TASK REQUIREMENTS = Reproduce the part of the gene duplication article starting at "Evan Eichler and" and ending at "of these genes.".

EXTRACT PROVIDED =
Researchers have mapped unique identifiers in the regions around human genes that are at risk for duplication or deletion, allowing precise sequencing of nearly 1,000 genes for the first time, according to a paper published today in Science.
Duplications and deletions of gene regions — called copy number variations (CNVs) — are known to contribute to autism and other neurological disorders. Large duplicated regions of the genome, called segmental duplications, can lead to CNVs by promoting DNA rearrangement within the gene region they flank.
Accurately counting the number of gene copies and sequencing segmental duplications has been a challenge using standard techniques. Sequencing relies on matching short snippets of DNA to reference points within the genome, which is difficult to do with highly repetitive regions. For this reason, these sequences are often ignored, even though they may represent some of the most informative regions of the genome.
Evan Eichler and his colleagues have partially solved this problem by identifying single DNA base changes unique to each highly repetitive region flanking 990 genes. The researchers were able to accurately map CNVs as small as 1.9 kilobases, allowing for precise sequencing of these genes.
The researchers identified the unique nucleotides in 159 human genomes, part of the 1000 Genomes Project. Initial results from the project, which aims to sequence the DNA of people from different ethnic populations, were published yesterday in Nature.

DATASET EXCERPTS =
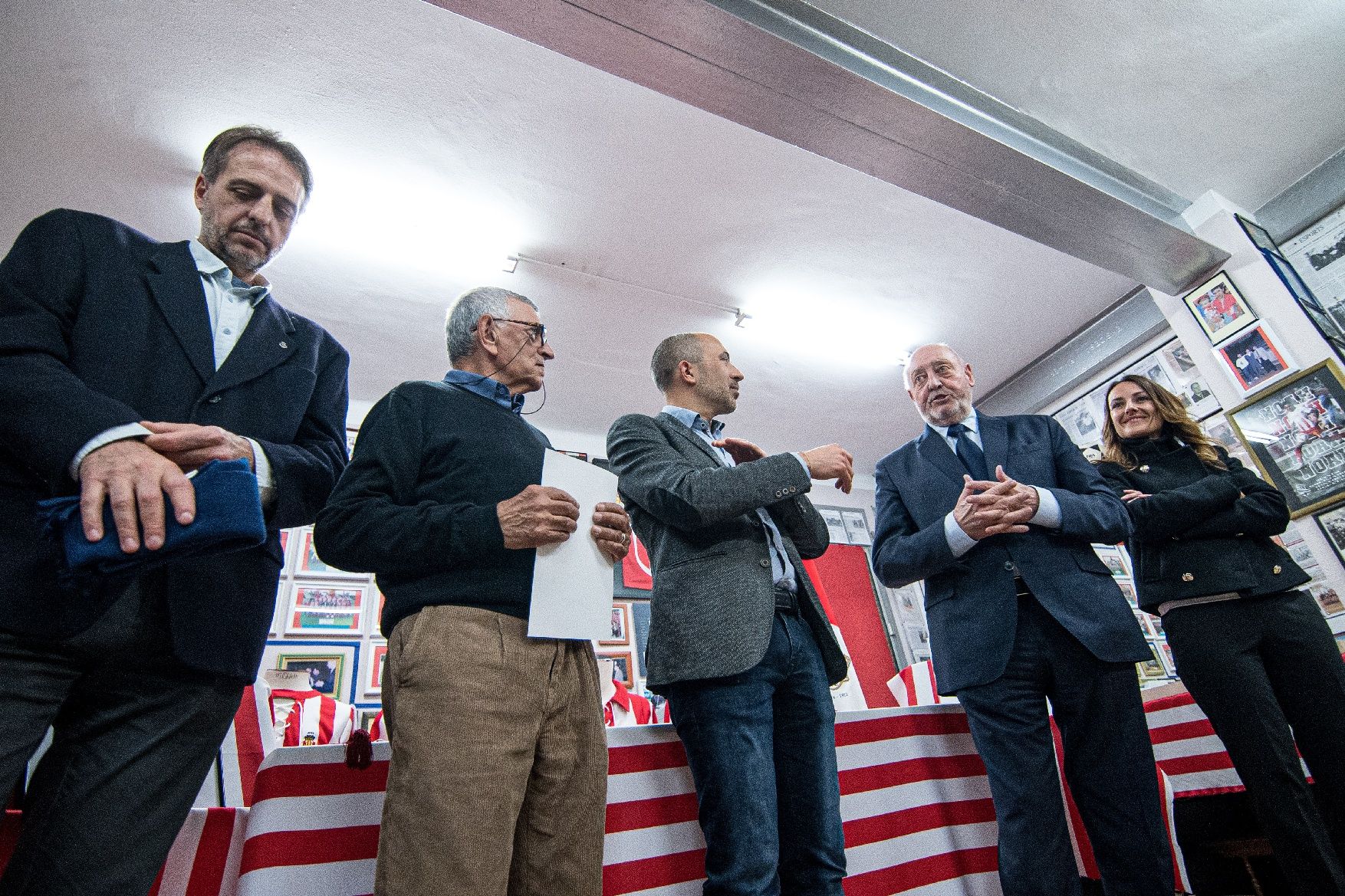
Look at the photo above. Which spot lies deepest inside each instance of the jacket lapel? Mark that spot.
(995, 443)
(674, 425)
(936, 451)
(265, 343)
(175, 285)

==

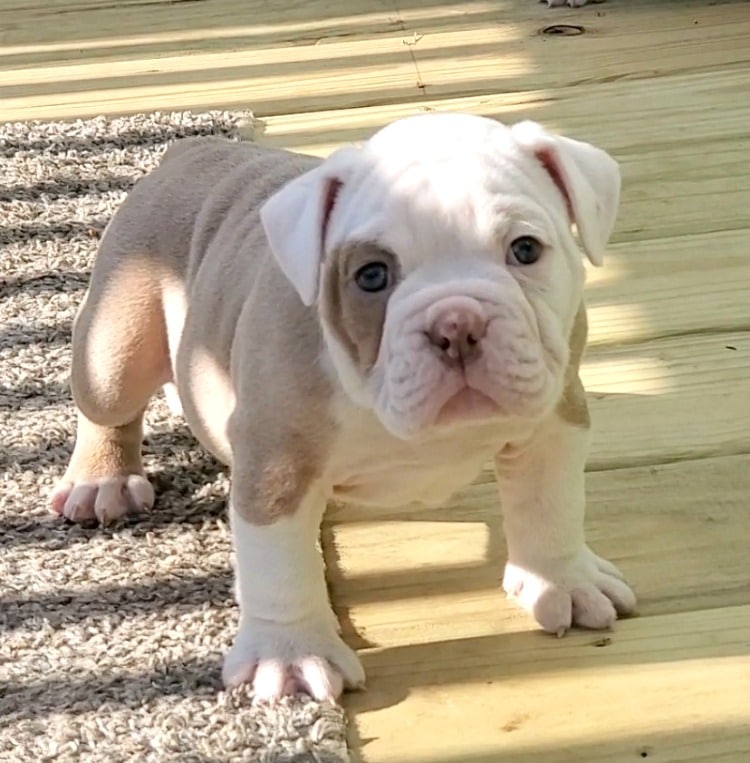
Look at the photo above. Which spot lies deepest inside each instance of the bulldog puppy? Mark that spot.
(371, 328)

TASK RESPONSE =
Evan Eichler and his colleagues have partially solved this problem by identifying single DNA base changes unique to each highly repetitive region flanking 990 genes. The researchers were able to accurately map CNVs as small as 1.9 kilobases, allowing for precise sequencing of these genes.